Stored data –
____________________

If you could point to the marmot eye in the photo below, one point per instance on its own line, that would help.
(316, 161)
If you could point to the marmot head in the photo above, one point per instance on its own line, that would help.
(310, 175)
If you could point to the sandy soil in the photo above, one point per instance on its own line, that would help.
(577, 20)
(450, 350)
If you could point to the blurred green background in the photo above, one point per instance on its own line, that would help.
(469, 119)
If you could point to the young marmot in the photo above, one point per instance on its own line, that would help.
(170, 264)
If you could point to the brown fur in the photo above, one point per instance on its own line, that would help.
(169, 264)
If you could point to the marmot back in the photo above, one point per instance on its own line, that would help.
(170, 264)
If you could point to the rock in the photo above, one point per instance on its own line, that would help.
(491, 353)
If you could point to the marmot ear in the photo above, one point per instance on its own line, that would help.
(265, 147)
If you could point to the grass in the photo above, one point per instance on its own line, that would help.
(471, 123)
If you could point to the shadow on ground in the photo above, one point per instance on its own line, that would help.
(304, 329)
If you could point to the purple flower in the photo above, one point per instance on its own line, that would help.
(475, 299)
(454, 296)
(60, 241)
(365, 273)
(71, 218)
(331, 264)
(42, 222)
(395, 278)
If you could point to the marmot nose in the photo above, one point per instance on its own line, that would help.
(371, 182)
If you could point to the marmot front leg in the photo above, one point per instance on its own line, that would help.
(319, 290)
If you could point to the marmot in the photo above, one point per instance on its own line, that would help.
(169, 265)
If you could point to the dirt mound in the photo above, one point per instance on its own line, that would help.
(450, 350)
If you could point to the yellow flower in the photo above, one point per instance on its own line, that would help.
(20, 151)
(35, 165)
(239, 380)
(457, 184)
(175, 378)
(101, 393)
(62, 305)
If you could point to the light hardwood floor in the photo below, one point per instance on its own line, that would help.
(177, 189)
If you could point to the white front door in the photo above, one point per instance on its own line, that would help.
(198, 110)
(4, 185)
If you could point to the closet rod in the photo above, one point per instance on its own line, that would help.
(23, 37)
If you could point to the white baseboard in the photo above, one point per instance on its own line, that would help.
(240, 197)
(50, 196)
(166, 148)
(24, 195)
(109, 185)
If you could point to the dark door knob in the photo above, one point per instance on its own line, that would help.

____________________

ACTION ITEM – Return each record exactly as given.

OUTPUT –
If you could point to the marmot eye in the photo below, one point per instance on its own line, that would help.
(316, 161)
If you could point to the marmot head in the photo above, one point per instance on its own line, that would help.
(310, 175)
If you could point to the sandy soil in the photo above, one point per instance on its own line, that would help.
(577, 20)
(450, 350)
If you could point to the blurred green background in the photo above, one point per instance on its own line, that would help.
(469, 119)
If you could point to the young marmot in the photo above, one point per instance on its own line, that would help.
(170, 264)
If you could point to the brown fur in the photo above, one point per instance on its own line, that would help.
(169, 264)
If you could point to the marmot back in the photo above, one point per instance on its own line, that would help.
(170, 264)
If you could point to the rock in the photo above, one point per instance on its own line, that would help.
(491, 353)
If you could point to the marmot ear in the photo above, one point per instance on its own line, that would help.
(265, 147)
If you could point to the grass in the photo above, one point per instance on its own line, that would help.
(471, 123)
If you could point to the shadow on ground in the photo above, one point per instance on its own line, that would help.
(304, 329)
If you could point to the purple flower in the photo above, one point per instance on its own line, that would help.
(475, 299)
(454, 296)
(60, 241)
(365, 273)
(71, 218)
(331, 264)
(42, 222)
(395, 278)
If you could point to the marmot nose in the photo above, one point per instance on its own line, that would help.
(371, 182)
If you could point to the marmot front leg in the photo above, one point per instance on its own line, that would help.
(319, 290)
If you could point to the marmot in the photo above, one point per instance on its own line, that would help.
(169, 265)
If you could point to the dirt mound in the photo above, one point per instance on its own line, that would help.
(450, 350)
If you could point to the yellow flower in the photo above, one point per instance on its own line, that would help.
(20, 151)
(35, 165)
(239, 380)
(457, 184)
(175, 378)
(101, 393)
(62, 305)
If you could point to the light hardwood floor in the photo below, one point per instance on its own line, that would help.
(177, 189)
If you could point to the white front door in the photo above, one point per instance on its own line, that would help.
(198, 110)
(4, 185)
If you could point to the closet rod in the photo above, one point per instance on its own line, that would help.
(23, 37)
If you could point to the white baseboard in the photo above, one point per instance on its own line, that would help.
(240, 197)
(50, 196)
(166, 148)
(24, 195)
(109, 185)
If you could point to the dark door knob in the photo above, one point per instance on its own line, that would help.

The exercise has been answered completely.